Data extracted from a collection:
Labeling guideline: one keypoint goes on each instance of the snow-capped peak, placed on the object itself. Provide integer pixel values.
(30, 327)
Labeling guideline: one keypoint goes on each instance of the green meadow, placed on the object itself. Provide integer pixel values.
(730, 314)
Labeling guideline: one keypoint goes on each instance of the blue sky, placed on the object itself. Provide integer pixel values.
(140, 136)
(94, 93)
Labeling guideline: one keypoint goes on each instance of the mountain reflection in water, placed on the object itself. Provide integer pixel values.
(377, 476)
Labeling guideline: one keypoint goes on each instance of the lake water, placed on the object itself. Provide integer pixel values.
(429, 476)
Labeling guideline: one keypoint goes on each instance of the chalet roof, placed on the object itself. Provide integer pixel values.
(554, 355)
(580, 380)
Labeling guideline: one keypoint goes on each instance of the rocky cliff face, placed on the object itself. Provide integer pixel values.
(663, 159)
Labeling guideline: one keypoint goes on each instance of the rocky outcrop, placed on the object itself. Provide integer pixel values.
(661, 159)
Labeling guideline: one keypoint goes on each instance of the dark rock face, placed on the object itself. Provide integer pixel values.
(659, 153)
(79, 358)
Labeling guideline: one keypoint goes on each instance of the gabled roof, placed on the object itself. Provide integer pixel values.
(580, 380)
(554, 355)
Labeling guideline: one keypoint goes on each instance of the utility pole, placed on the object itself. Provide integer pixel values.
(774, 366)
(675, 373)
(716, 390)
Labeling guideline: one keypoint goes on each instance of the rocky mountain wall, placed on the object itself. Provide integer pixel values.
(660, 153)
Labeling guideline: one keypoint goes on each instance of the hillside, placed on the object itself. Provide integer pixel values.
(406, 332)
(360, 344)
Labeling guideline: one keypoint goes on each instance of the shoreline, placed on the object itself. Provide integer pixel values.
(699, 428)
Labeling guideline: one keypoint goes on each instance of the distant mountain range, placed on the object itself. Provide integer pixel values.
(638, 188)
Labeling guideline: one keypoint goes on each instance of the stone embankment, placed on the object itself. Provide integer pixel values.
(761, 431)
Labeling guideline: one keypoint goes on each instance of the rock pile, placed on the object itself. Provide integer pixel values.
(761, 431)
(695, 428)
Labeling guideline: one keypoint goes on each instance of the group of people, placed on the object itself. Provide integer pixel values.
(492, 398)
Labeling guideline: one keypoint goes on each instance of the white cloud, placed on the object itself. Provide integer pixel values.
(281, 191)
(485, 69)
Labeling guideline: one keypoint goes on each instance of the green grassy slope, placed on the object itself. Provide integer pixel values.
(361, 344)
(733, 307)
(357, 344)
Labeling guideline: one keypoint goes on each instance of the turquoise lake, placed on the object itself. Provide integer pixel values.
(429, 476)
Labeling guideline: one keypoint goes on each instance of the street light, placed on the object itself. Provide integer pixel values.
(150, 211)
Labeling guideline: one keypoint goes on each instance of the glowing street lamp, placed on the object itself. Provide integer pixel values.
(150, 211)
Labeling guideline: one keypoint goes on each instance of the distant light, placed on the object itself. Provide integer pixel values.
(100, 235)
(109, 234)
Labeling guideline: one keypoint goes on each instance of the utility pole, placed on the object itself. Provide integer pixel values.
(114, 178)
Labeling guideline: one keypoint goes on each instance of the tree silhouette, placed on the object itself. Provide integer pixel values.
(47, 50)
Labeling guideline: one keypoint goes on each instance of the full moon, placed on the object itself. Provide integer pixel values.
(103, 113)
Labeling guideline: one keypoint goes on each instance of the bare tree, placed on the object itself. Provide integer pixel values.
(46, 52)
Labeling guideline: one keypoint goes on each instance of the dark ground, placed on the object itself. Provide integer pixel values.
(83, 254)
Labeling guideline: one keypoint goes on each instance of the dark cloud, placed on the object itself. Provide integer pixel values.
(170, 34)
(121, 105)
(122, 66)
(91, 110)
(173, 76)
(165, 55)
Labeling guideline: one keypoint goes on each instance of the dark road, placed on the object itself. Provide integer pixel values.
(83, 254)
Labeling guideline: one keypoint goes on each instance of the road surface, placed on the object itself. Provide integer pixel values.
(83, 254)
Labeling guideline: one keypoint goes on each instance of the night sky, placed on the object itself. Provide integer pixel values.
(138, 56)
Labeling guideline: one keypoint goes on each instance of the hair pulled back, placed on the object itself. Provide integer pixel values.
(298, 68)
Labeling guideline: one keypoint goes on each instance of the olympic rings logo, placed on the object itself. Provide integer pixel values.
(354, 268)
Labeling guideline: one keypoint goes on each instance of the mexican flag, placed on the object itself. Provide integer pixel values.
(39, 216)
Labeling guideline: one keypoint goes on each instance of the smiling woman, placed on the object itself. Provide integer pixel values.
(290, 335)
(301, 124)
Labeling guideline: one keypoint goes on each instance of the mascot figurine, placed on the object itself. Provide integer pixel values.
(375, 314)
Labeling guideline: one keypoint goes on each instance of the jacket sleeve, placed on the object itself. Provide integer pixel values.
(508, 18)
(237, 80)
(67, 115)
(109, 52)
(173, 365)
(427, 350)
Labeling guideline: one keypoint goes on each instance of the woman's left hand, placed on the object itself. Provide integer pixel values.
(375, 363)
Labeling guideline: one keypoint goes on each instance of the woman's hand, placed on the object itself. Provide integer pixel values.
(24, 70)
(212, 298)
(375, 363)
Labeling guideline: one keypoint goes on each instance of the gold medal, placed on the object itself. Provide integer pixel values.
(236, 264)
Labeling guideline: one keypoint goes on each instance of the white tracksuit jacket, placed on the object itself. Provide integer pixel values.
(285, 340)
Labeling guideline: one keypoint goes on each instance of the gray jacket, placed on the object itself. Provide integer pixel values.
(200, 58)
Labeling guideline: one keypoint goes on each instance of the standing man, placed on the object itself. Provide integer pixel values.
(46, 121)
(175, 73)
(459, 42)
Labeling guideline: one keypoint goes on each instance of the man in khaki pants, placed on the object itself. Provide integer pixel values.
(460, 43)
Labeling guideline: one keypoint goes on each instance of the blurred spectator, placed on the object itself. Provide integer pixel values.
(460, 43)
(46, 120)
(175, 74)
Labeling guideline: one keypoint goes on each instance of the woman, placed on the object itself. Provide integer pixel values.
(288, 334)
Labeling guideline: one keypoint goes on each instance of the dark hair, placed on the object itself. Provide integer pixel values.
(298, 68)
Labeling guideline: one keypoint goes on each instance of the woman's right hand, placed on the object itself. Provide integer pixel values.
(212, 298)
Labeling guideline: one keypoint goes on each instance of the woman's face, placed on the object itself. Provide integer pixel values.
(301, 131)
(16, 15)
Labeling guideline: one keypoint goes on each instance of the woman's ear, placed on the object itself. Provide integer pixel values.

[Exercise prompt]:
Produce the entries again, character for character.

[Solution]:
Labeling guideline: one keypoint goes on each instance of the snow-capped peak, placed on the object itself. Provide integer pixel values.
(30, 327)
Labeling guideline: one keypoint goes on each instance of the green meadow, placed on the object itself. Provide integer pixel values.
(730, 314)
Labeling guideline: one keypoint goes on each instance of the blue sky, placed on the object itself. Provide integer pixel values.
(140, 136)
(94, 93)
Labeling guideline: one keypoint goes on each instance of the mountain reflection in water, placed on the object itself. Provide integer pixel values.
(377, 476)
Labeling guideline: one keypoint goes on each instance of the lake water, placed on the object itself. Provide integer pixel values.
(429, 476)
Labeling guideline: one keypoint goes on each instance of the chalet roof, placed on the object itself. Provide integer pixel values.
(554, 355)
(580, 380)
Labeling guideline: one keypoint goes on each instance of the rocky cliff face, placed on the object itself. Provide integer pixel values.
(663, 159)
Labeling guideline: one keypoint goes on each instance of the rocky outcrop, placed on the object itself. Provide integer pixel values.
(661, 159)
Labeling guideline: one keypoint goes on each instance of the dark rock face, placed on the object itself. Provide integer pixel values.
(659, 153)
(79, 358)
Labeling guideline: one keypoint goes on each instance of the gabled roof, placed on the object itself. Provide integer pixel values.
(580, 380)
(554, 355)
Labeling guideline: one keypoint goes on each instance of the utility pole, placed on the object itself. Provide integer pixel values.
(774, 366)
(675, 373)
(716, 390)
Labeling guideline: one keypoint goes on each instance of the rocky mountain wall, placed on the object itself. Provide integer pixel values.
(660, 153)
Labeling guideline: one keypoint goes on each instance of the hillside, placed on the object itself. Provide integer pixel values.
(406, 332)
(360, 344)
Labeling guideline: one keypoint goes on each instance of the shoreline, placed on the object itself. Provide integer pixel values.
(699, 428)
Labeling guideline: one keypoint goes on each instance of the distant mountain range, placed on the object itself. Provide integer pixel values.
(638, 188)
Labeling guideline: one keypoint goes on each instance of the stone embankment, placed on the object itself. Provide integer pixel values.
(761, 431)
Labeling guideline: one keypoint goes on each instance of the rock pile, placed on the object itself. Provide integer pixel values.
(761, 431)
(695, 428)
Labeling guideline: one keypoint goes on each instance of the group of people, placed on the object itself. Provide integer pixel values.
(492, 398)
Labeling guideline: one keypoint goes on each instance of the white cloud, placed on the object itself. Provide integer pixel values.
(281, 191)
(485, 69)
Labeling guideline: one keypoint goes on each instance of the green grassy slope, placed on the object itself. Provide integer pixel values.
(361, 344)
(733, 307)
(357, 344)
Labeling guideline: one keypoint goes on each instance of the turquoise lake, placed on the object itself. Provide integer pixel values.
(429, 476)
Labeling guideline: one keypoint goes on each instance of the street light, placed on the object itself. Provide integer pixel values.
(150, 211)
Labeling guideline: one keypoint goes on each instance of the glowing street lamp, placed on the object itself. Provide integer pixel values.
(150, 211)
Labeling guideline: one keypoint goes on each instance of the distant light, placed on the object itself. Provide integer pixel values.
(100, 235)
(109, 234)
Labeling guideline: one keypoint goes on each instance of the utility pole, placed on the object itself. Provide integer pixel values.
(114, 178)
Labeling guideline: one keypoint goes on each instance of the tree silhouette, placed on the object itself. Provide integer pixel values.
(47, 50)
Labeling guideline: one keypoint goes on each instance of the full moon, placed on the object itself. Provide integer pixel values.
(103, 113)
Labeling guideline: one keypoint goes on each instance of the bare tree, placed on the object itself. Provide integer pixel values.
(46, 52)
Labeling guideline: one keypoint goes on each instance of the dark ground, placed on the object itself. Provide integer pixel values.
(83, 254)
Labeling guideline: one keypoint goes on each instance of the dark cloud, placed on the object itself. Provide integer pixel values.
(170, 34)
(121, 105)
(122, 66)
(91, 110)
(173, 76)
(165, 55)
Labeling guideline: one keypoint goes on each instance of the dark road, placed on the object itself. Provide integer pixel values.
(83, 254)
Labeling guideline: one keypoint goes on each instance of the road surface, placed on the object itself. Provide integer pixel values.
(83, 254)
Labeling guideline: one keypoint goes on each instance of the night sky, placed on the object itself. Provide integer pixel values.
(138, 56)
Labeling guideline: one keypoint goes on each instance of the hair pulled back, placed on the object itself. Provide integer pixel values.
(298, 68)
Labeling guideline: one keypoint goes on each instance of the olympic rings logo, placed on the object itself. Provide integer pixel values.
(354, 268)
Labeling guideline: one keypoint goes on each instance of the mexican flag, placed on the object itself. Provide integer pixel values.
(39, 216)
Labeling guideline: one keypoint goes on each instance of the smiling woman, placed on the object itself. Provide integer pixel values.
(290, 335)
(301, 124)
Labeling guideline: one keypoint goes on each instance of the mascot figurine, placed on the object itself. Provide integer pixel values.
(375, 314)
Labeling guideline: one keypoint goes on each instance of the jacket sleeve, placed on the object itself. Provide integer pixel values.
(508, 18)
(237, 80)
(67, 115)
(109, 52)
(173, 365)
(427, 350)
Labeling guideline: one keypoint goes on each instance of the woman's left hand, placed on the object itself. Provide integer pixel values.
(375, 363)
Labeling guideline: one keypoint goes on each instance of the woman's hand, placed on the object itself. Provide integer pixel values.
(24, 70)
(212, 298)
(375, 363)
Labeling guideline: one keypoint goes on each instance of the gold medal, placed on the object itself. Provide integer pixel values.
(236, 264)
Labeling guideline: one keypoint goes on each instance of the white tracksuit jacket, placed on the object itself. Provide integer pixel values.
(285, 340)
Labeling guideline: one keypoint goes on each instance of the gray jacket, placed on the object itself. Provide integer pixel values.
(200, 58)
Labeling guideline: one keypoint goes on each instance of the standing man, placed on the object itself. Provide integer pixel values.
(46, 121)
(175, 73)
(459, 42)
Labeling guideline: one keypoint goes on each instance of the man in khaki pants, placed on the object itself. Provide integer pixel values.
(460, 43)
Labeling guideline: one keypoint goes on each instance of the blurred spectator, placed on the object itself. Provide integer pixel values.
(460, 43)
(46, 120)
(175, 74)
Labeling guideline: one keypoint goes on each instance of the woman, placed on the object itself. Provide integer pixel values.
(288, 334)
Labeling guideline: one keypoint goes on each instance of the dark hair, placed on the object itself. Provide integer pixel values.
(298, 68)
Labeling guideline: one keypoint goes on each instance of the woman's right hand, placed on the object itself. Provide integer pixel values.
(212, 298)
Labeling guideline: one keypoint goes on each instance of the woman's face, placed on the object itself. Provide integer pixel values.
(301, 131)
(16, 15)
Labeling guideline: one keypoint goes on each instance of the woman's ear, placed on the object itself. Provide integer pixel values.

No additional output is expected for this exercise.